(Exercise):
Output word for word the lines from the one with "x=665, y=977" to the final line of the data, both ends included, but skip the pictures.

(Information shown):
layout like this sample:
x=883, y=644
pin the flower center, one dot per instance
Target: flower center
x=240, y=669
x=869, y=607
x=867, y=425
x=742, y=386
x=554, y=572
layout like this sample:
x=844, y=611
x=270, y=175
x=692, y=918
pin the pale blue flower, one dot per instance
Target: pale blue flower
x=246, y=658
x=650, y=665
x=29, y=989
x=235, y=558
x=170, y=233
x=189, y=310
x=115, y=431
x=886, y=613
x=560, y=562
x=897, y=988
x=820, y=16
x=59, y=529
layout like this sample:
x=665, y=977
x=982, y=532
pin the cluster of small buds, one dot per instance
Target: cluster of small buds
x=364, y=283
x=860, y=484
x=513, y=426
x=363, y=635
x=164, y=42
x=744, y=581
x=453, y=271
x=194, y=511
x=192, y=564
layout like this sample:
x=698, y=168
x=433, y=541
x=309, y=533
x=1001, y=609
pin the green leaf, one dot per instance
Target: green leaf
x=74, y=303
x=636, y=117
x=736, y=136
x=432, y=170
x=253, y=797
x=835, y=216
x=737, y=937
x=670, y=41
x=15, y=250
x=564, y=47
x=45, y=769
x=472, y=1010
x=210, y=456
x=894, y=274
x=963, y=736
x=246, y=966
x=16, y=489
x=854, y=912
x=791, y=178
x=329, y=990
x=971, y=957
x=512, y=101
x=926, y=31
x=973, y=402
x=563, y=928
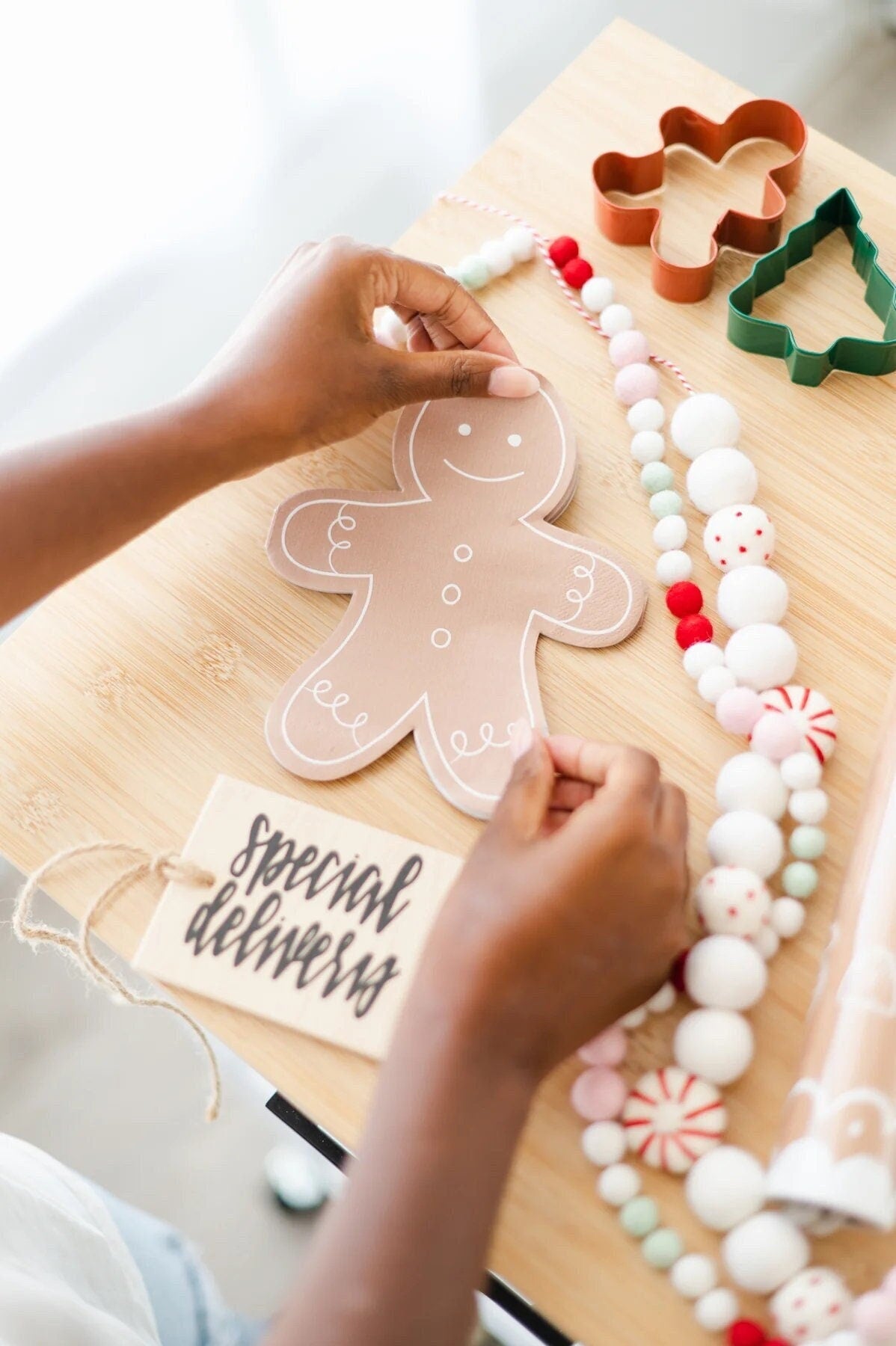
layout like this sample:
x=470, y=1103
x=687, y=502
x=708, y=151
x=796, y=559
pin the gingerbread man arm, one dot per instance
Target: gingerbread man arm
x=323, y=540
x=587, y=594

(Task response):
x=665, y=977
x=982, y=532
pin the cluster of small buds, one dot per instance
Target: cluster of small buds
x=364, y=283
x=860, y=484
x=513, y=426
x=363, y=635
x=164, y=42
x=744, y=581
x=453, y=271
x=194, y=511
x=192, y=564
layout like this sample:
x=698, y=168
x=433, y=541
x=309, y=533
x=1001, y=609
pin the green leaf, one dot per instance
Target: green leaf
x=74, y=303
x=636, y=117
x=736, y=136
x=432, y=170
x=253, y=797
x=835, y=216
x=737, y=937
x=670, y=41
x=15, y=250
x=564, y=47
x=45, y=769
x=472, y=1010
x=210, y=456
x=894, y=274
x=963, y=736
x=246, y=966
x=16, y=489
x=854, y=912
x=791, y=178
x=329, y=990
x=971, y=957
x=512, y=101
x=926, y=31
x=973, y=402
x=563, y=928
layout like this sample:
x=470, y=1103
x=687, y=502
x=708, y=151
x=796, y=559
pin the gingerbread man arm, one dot per instance
Target: gingerbread man arm
x=323, y=540
x=587, y=594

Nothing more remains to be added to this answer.